### WHAT TO WORK ON:
The reply should be an exact transcription of every record.

### ENTRIES SHOWN:
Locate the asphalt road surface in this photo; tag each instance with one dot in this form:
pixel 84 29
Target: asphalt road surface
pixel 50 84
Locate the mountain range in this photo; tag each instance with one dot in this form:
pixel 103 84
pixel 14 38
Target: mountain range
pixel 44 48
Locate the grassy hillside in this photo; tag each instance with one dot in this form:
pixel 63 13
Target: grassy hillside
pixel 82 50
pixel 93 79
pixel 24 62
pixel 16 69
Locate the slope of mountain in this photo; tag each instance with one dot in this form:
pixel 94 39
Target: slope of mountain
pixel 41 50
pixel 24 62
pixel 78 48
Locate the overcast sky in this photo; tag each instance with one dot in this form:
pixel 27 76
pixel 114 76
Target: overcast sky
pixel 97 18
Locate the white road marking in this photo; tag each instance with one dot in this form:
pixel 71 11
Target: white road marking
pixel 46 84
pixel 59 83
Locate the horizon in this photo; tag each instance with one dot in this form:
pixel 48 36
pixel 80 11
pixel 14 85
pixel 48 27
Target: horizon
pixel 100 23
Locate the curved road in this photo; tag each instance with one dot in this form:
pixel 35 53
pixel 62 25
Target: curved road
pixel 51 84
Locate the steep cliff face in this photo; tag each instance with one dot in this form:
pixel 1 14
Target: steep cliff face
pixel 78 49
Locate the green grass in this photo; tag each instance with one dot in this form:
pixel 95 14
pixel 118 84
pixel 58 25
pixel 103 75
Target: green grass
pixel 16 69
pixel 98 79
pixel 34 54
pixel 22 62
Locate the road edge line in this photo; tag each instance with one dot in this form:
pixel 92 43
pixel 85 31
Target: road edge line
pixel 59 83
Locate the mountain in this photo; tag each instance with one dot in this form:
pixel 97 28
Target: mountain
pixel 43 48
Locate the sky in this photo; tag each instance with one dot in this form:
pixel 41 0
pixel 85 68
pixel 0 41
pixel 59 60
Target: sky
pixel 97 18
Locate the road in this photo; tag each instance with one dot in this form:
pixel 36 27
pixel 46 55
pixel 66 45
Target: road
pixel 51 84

### SOLVED EXERCISE:
Locate the asphalt road surface in this photo; tag each instance with one dot in this form:
pixel 84 29
Target: asphalt road surface
pixel 50 84
Locate the mountain range in this photo; tag each instance with one dot in this form:
pixel 103 84
pixel 14 38
Target: mountain range
pixel 44 48
Locate the grassy hillside in this photo; tag each instance with one dot in this form:
pixel 63 13
Target: grassy hillside
pixel 82 50
pixel 93 79
pixel 24 62
pixel 16 69
Locate the slope of mountain in this photo; tag each instance with one dot in this form:
pixel 94 39
Target: slope of mountain
pixel 41 50
pixel 24 62
pixel 78 48
Locate the overcast sky in this photo; tag each instance with one dot in this form:
pixel 27 76
pixel 114 76
Target: overcast sky
pixel 97 18
Locate the white road marking in this photo; tag each instance with one dot in this form:
pixel 71 11
Target: white road marking
pixel 46 84
pixel 59 83
Locate the horizon in this photo; tag each instance with one dot in this form:
pixel 48 36
pixel 80 11
pixel 14 85
pixel 48 27
Target: horizon
pixel 100 23
Locate the curved road in this photo; tag each instance with one dot in this form:
pixel 35 53
pixel 62 25
Target: curved road
pixel 51 84
Locate the steep cliff face in this photo; tag each instance with one dot in this form:
pixel 1 14
Target: steep cliff face
pixel 78 49
Locate the green grass in this photo; tag each instance with one dot in this form:
pixel 95 14
pixel 118 84
pixel 58 25
pixel 103 75
Target: green grass
pixel 16 69
pixel 98 79
pixel 34 54
pixel 22 62
Locate the road edge line in this photo; tag each instance with one dot in this form:
pixel 92 43
pixel 85 31
Target: road edge line
pixel 59 83
Locate the mountain in this photo; tag each instance with one dot in this form:
pixel 97 28
Target: mountain
pixel 43 48
Locate the sky in this photo; tag each instance with one dot in this form:
pixel 41 0
pixel 85 68
pixel 0 41
pixel 59 60
Target: sky
pixel 97 18
Locate the road in this photo; tag each instance with one dot in this form:
pixel 36 27
pixel 46 55
pixel 66 45
Target: road
pixel 51 84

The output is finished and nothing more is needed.